What you have to do ->
Answer these questions from the partial-messages design notes below.
1. Which three values does the FeedbackKind enum define?
2. Which go-libp2p topic option is the only one used in Prysm's real integration?
3. In which two broadcast paths does the full-message suppression filter apply?

Article ->
Key API differences vs. go-libp2p (deliberate):

  1. No in-place map mutation. PublishAction.nextPeerState is applied atomically by the library per peer, instead of asking the client to mutate Map<PeerId, PeerState> inside the iterator. Prysm has fixed race bugs in the in-place pattern (see commits on prysm/partial-cells-current, Mar 31 2026); Kotlin's single-threaded event loop makes the atomic-return shape natural.
  2. Unit-returning callbacks. Errors do not drive scoring; see §4.4.

4.4 Peer feedback (scoring side-channel)

interface PartialMessagesPeerFeedback {
    fun reportFeedback(topic: Topic, peer: PeerId, kind: FeedbackKind)
}

enum class FeedbackKind { USEFUL, INVALID, IGNORED }

The handler receives a PartialMessagesPeerFeedback instance (via constructor or context object — TBD during implementation) and uses it to drive peer score adjustments. This mirrors Prysm's peerFeedback pattern. INVALID hooks into the existing notifyRouterMisbehavior path.

4.5 Topic options

Subscribing to a topic with partial-message flags:

gossip.subscribe(topic, handler,
    requestsPartial = true,
    supportsSendingPartial = true)   // implied if requestsPartial = true

Go-libp2p exposes RequestPartialMessages() and SupportsPartialMessages() as separate topic options. In Prysm's real integration, only RequestPartialMessages() is ever used; the "supports-but-doesn't-request" half is currently unexercised. MVP supports both flags in the API but only the requests path needs end-to-end testing.


5. Routing rules (inside GossipRouter)

Three modifications to the existing routing, all behind partialMessagesEnabled() and the per-peer handshake state.

5.1 Full-message suppression

When broadcasting a Message for topic T to peer P:

  • If gossipExtensionsState.peerSupportsPartialMessages(P) and partialTopicState.peerRequestsPartial(P, T)do not send the full message to P. The client is responsible for pushing parts via publishPartial(...).
  • This filter applies in broadcastInbound and broadcastOutbound, before messages are queued into GossipRpcPartsQueue.
  • Spec MUST (§Wire rules): if peer supports sending partial but did not request, we still send the full message, but when we send a PartialMessagesExtension to that peer we MUST omit partialMessage.

Material ->
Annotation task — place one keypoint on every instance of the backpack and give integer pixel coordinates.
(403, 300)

---

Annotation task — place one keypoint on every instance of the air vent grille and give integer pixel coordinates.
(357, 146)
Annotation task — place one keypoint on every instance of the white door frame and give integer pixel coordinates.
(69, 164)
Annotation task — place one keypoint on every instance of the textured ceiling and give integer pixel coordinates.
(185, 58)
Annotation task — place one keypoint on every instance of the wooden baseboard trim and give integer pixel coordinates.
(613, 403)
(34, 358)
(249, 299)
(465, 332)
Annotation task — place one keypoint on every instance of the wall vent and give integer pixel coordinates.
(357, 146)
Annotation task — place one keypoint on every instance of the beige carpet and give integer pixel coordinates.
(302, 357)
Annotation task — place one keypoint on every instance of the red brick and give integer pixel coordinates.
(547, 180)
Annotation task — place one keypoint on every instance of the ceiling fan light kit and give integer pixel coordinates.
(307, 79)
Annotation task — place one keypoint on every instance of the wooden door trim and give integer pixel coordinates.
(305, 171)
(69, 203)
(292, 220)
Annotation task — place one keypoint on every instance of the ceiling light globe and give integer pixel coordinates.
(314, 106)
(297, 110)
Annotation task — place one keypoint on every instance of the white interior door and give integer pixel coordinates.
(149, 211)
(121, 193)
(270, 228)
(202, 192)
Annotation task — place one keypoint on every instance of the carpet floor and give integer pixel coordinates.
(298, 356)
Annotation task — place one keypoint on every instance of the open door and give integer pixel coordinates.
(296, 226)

==

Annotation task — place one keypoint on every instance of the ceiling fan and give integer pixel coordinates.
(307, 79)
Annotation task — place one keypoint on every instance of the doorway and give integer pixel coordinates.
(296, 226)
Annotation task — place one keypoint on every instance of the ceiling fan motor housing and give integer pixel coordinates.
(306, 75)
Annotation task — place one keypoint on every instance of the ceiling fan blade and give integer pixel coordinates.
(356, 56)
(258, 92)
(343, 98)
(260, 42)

Finished answer ->
1. USEFUL, INVALID, and IGNORED.
2. RequestPartialMessages().
3. broadcastInbound and broadcastOutbound.